— Instructions to follow —
For each statement below, say yes or no to whether it agrees with the CFPB text, and quote the words from the text that settle it.
1. The proposed rule would reach nonbank companies that facilitate at least five million annual covered consumer payment transactions.
2. Money services businesses are supervised by a federal prudential bank regulatory agency.
3. Comments on the proposed rule are due on or before December 8, 2023.

— Text excerpt —

The Consumer Financial Protection Bureau (CFPB) published a proposed rule on November 7, 2023, that, if finalized, would subject to its supervisory authority certain Big Tech firms and other nonbank companies operating in the payments sphere.1 The proposed rule would bring under the CFPB's supervisory jurisdiction "larger participant" nonbank companies that facilitate at least five million annual "covered consumer payment transactions" through digital wallets, payment applications, and other "covered payment functionalities."

Although the CFPB already has enforcement authority over these companies, "the CFPB has not previously had, inside many of these firms, examiners carefully scrutinizing their activities to ensure they are following the law and monitoring their executives."2 If the proposed rule is finalized, these companies would become subject to CFPB supervision and, at the CFPB's discretion, to CFPB examination. Comments are due on or before January 8, 2024.

This Update summarizes the proposed rule and discusses the potential implications for participants in the U.S. consumer financial services market.


In the United States, companies offering payment and peer-to-peer (P2P) transfer functions are federally regulated as money services businesses. Unlike banks, which are supervised by one of the three federal banking agencies, money services businesses are not supervised by a federal prudential bank regulatory agency. Instead, money services businesses are supervised by the agencies of the states in which they are licensed and subject to registration with and oversight by the Financial Crimes Enforcement Network (FinCEN) and examination by the Internal Revenue Service (IRS) (based on delegated authority from FinCEN).

In recent years, policymakers have questioned whether this framework is sufficient to mitigate existing or future risks, particularly for the Big Tech companies involved in payments. For instance, the Bank for International Settlements (BIS), an international financial body that influences financial services policies globally, has implicitly criticized the current approach, noting that "the current licensing requirements on payment service providers ... were formulated with small remittance service providers in mind and will fall short of addressing the very different and far-reaching challenges associated with dominant big tech platforms."3 CFPB Director Rohit Chopra has referred to banking, money, and payments as "essential facilities" akin to critical infrastructure like transportation and telecommunications.4 The CFPB also views certain Big Tech players and other payment firms as "dominant" or "gatekeepers" in the payments ecosystem, leading to agency questions about surveillance and monetization of customer transaction data, the blurring of lines between technology companies and finance, and competition in the marketplace.5

In response, the CFPB has undertaken a series of actions to "carefully monitor the entry of large technology firms, including Big Tech giants, into consumer financial markets."6 In October 2021, the CFPB ordered six technology platforms offering payment services to provide information about their products, plans, and practices for consumer payments.7 The CFPB also collected information from other sources, which informed reports highlighting risks of "super-apps"8 and the impact of Big Tech companies in the mobile payments space.9 The proposed rule is the latest—and most significant—action in the CFPB's ongoing effort.

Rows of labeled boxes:
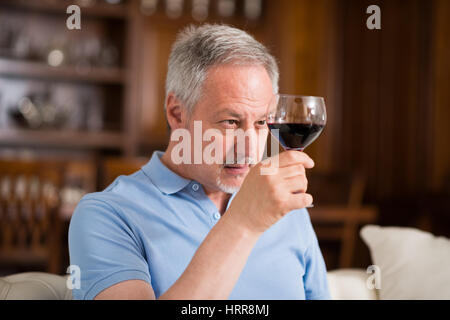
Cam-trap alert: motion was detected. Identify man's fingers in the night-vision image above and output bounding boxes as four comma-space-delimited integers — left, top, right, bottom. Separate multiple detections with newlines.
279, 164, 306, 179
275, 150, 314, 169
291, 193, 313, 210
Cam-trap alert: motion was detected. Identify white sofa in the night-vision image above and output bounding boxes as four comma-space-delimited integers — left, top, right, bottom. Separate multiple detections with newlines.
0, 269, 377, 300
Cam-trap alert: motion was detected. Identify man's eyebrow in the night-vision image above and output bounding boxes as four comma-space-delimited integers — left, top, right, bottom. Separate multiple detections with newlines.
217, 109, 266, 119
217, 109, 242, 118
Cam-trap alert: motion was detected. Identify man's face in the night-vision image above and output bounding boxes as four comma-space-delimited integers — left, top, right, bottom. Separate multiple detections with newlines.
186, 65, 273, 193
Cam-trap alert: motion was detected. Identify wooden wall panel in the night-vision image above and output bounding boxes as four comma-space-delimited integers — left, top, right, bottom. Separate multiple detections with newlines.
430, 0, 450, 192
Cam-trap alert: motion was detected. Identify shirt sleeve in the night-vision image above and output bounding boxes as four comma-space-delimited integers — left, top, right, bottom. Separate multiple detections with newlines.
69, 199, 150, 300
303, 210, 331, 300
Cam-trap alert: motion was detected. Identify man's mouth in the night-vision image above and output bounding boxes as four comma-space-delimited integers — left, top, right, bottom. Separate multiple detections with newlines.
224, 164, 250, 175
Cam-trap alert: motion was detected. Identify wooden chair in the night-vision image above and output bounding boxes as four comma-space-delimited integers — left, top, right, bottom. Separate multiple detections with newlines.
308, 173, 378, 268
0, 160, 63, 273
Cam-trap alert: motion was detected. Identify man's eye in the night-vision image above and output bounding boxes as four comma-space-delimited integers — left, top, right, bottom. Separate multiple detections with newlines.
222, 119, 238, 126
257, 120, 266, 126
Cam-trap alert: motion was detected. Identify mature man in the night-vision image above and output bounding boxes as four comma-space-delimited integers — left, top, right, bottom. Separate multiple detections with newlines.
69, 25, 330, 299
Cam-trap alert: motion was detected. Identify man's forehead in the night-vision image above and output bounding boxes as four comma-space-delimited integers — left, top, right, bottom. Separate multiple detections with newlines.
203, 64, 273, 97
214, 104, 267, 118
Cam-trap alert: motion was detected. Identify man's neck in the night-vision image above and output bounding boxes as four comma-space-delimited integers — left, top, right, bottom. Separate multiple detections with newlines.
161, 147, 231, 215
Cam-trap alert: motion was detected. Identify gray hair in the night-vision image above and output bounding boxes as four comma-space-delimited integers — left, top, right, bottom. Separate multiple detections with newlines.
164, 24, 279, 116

— Result of this task —
1. Yes: "nonbank companies that facilitate at least five million annual"
2. No: "money services businesses are not supervised by a federal prudential bank regulatory agency"
3. No: "Comments are due on or before January 8, 2024."